+++ Trecho +++
Folha de S.Paulo

Marilyn Monroe de Andy Warhol a R$ 1 bilhão é um signo de angústia

Desbancand­o Picasso como obra mais cara do século 20, retrato da celebridad­e mostra saudades do glamour que passou

- Silas Martí

Que o mundo da arte pode ser um circo, sabemos —um circo de endinheira­dos que gostam de exibir suas plumas e paetês. O alvoroço em torno do recorde recém-batido por um retrato de Marilyn Monroe criado por Andy Warhol, arrematado por mais de R$ 1 bilhão —US$ 195 milhões— e agora a obra de arte mais cara do século 20 a ser leiloada, dá a dimensão do espetáculo.

Nas semanas antes da venda da Christie’s, nesta segunda em Nova York, os marqueteir­os da casa de leilões já prometiam o sucesso da tela.

Estava mais do que claro para eles que Warhol e a maior diva da Hollywood dourada desbancari­am a recordista até aqui, “Les Femmes d’Alger”, de Picasso, vendida em 2015 por US$ 179,4 milhões. Marilyn também venceu Jean-Michel Basquiat na queda de braço pelo troféu de obra mais cara de um artista americano, batendo com folga os US$ 110,5 milhões pagos por sua pintura de uma caveira há cinco anos.
+++ Entradas +++
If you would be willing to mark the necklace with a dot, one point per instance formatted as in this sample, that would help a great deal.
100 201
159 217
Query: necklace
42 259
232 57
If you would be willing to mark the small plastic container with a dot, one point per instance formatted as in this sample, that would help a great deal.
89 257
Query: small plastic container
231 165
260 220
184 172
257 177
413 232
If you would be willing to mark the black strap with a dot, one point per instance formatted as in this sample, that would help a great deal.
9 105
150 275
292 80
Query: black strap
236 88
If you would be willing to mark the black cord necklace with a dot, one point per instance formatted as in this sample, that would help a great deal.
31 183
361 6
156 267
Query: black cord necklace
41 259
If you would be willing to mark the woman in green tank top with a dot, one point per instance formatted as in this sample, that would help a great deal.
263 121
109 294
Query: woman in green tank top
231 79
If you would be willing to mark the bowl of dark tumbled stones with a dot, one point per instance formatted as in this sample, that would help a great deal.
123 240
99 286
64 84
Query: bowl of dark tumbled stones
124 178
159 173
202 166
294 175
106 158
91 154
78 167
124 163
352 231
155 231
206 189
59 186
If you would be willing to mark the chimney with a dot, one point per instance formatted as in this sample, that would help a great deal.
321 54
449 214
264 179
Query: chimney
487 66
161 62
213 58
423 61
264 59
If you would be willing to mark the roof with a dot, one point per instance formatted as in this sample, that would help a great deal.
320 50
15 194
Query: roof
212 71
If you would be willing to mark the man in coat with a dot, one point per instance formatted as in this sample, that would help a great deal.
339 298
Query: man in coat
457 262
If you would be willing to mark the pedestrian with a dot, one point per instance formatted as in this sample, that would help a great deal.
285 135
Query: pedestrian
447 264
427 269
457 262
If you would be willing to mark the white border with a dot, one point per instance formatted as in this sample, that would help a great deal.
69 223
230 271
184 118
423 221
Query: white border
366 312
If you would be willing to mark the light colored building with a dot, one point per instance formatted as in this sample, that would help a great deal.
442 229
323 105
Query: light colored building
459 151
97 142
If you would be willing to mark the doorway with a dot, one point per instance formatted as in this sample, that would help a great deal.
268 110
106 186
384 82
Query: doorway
+++
Enunciado -> Transcreva na íntegra, sem nenhuma alteração, o trecho sobre o leilão do retrato de Marilyn Monroe feito por Andy Warhol.

Resposta ->
Folha de S.Paulo

Marilyn Monroe de Andy Warhol a R$ 1 bilhão é um signo de angústia

Desbancand­o Picasso como obra mais cara do século 20, retrato da celebridad­e mostra saudades do glamour que passou

- Silas Martí

Que o mundo da arte pode ser um circo, sabemos —um circo de endinheira­dos que gostam de exibir suas plumas e paetês. O alvoroço em torno do recorde recém-batido por um retrato de Marilyn Monroe criado por Andy Warhol, arrematado por mais de R$ 1 bilhão —US$ 195 milhões— e agora a obra de arte mais cara do século 20 a ser leiloada, dá a dimensão do espetáculo.

Nas semanas antes da venda da Christie’s, nesta segunda em Nova York, os marqueteir­os da casa de leilões já prometiam o sucesso da tela.

Estava mais do que claro para eles que Warhol e a maior diva da Hollywood dourada desbancari­am a recordista até aqui, “Les Femmes d’Alger”, de Picasso, vendida em 2015 por US$ 179,4 milhões. Marilyn também venceu Jean-Michel Basquiat na queda de braço pelo troféu de obra mais cara de um artista americano, batendo com folga os US$ 110,5 milhões pagos por sua pintura de uma caveira há cinco anos.